▸ WHAT YOU HAVE TO DO: Across all the entries, tally the lines holding the word "segment", and give the number by itself.

▸ PROVIDED ENTRIES:
####################

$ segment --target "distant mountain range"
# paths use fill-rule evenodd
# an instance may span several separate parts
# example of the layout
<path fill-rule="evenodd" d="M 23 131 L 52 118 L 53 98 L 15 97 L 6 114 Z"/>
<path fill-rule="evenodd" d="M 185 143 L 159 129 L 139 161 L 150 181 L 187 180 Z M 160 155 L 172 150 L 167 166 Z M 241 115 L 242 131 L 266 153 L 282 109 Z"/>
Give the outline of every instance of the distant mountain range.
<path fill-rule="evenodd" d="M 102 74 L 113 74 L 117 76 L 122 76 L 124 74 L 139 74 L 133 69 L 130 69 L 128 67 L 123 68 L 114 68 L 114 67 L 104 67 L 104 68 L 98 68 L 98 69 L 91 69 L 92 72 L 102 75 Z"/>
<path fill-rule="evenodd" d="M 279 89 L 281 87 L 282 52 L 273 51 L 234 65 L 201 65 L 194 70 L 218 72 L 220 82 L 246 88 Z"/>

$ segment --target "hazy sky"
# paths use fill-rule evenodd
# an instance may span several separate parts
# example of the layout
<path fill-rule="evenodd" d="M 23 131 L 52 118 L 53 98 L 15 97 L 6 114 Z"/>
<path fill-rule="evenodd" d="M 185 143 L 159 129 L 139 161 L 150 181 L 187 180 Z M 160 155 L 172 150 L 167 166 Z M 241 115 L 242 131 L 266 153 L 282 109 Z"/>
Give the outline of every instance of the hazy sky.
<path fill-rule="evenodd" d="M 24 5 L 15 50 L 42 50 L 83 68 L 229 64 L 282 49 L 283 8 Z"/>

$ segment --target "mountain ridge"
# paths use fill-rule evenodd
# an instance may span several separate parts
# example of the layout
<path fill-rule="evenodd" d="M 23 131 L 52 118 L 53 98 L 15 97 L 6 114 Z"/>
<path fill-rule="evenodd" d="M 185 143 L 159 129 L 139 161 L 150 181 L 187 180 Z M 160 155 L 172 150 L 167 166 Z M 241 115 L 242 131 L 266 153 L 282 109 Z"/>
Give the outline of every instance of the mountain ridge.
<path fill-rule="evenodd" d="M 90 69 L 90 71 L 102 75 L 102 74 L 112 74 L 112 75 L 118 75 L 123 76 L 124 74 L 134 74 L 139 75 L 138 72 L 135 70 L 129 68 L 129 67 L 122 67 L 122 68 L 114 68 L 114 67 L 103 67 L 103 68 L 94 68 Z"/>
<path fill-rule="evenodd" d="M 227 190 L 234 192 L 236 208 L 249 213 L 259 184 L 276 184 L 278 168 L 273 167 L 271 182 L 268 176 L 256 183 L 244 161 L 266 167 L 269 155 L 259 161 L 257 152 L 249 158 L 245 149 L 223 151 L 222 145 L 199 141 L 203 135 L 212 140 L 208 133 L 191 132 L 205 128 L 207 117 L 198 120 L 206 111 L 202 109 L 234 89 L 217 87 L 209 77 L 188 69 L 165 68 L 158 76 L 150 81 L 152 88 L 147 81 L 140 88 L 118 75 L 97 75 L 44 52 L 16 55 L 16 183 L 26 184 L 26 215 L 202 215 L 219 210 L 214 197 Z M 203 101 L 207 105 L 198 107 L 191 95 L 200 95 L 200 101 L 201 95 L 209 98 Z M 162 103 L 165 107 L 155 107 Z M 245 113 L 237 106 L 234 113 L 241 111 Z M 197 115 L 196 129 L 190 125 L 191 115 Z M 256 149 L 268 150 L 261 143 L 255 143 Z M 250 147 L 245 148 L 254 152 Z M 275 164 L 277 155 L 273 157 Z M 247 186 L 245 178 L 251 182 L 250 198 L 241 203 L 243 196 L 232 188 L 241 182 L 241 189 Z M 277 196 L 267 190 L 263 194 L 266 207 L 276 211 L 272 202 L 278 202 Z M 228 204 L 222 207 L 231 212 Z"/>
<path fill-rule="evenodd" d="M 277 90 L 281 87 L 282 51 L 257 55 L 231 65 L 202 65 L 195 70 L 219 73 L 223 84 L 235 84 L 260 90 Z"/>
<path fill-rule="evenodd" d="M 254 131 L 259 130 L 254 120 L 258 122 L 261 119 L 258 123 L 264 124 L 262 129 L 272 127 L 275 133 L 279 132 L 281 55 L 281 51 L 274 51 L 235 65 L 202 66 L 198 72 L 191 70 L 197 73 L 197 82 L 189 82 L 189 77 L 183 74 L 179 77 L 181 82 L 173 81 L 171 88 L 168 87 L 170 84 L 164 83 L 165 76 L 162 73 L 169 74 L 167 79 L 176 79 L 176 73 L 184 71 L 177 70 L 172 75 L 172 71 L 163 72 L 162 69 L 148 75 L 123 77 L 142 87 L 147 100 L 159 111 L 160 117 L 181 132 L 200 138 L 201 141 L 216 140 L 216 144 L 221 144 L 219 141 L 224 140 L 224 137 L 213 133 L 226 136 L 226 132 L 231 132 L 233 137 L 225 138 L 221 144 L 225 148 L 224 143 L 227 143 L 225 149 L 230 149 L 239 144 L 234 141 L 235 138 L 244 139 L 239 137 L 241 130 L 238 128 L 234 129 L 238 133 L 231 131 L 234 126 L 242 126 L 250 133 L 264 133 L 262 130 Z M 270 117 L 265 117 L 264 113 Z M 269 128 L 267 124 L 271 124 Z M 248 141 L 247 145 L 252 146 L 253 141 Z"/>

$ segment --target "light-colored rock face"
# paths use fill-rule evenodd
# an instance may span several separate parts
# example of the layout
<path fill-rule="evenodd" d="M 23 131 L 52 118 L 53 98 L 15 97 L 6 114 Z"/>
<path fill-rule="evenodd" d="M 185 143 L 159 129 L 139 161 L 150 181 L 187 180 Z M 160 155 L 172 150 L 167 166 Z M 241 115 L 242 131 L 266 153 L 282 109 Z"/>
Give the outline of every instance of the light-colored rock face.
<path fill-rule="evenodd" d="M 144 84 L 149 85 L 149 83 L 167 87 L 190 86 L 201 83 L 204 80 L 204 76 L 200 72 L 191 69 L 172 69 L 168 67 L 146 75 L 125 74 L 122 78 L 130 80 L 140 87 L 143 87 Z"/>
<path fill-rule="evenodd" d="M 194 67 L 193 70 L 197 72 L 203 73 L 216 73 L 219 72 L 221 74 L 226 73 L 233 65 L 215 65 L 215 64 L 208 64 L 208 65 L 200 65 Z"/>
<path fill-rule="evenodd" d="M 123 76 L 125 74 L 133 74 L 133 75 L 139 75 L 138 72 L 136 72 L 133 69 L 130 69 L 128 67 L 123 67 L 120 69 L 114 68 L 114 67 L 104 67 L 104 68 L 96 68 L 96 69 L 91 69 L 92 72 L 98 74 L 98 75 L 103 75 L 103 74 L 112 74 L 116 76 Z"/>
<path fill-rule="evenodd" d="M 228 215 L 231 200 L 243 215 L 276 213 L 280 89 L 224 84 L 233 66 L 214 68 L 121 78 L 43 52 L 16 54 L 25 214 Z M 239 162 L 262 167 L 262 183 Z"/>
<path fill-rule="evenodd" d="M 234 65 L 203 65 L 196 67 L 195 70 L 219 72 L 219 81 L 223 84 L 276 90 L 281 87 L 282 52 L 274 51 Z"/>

####################

▸ RESULT OF THE EXERCISE: 4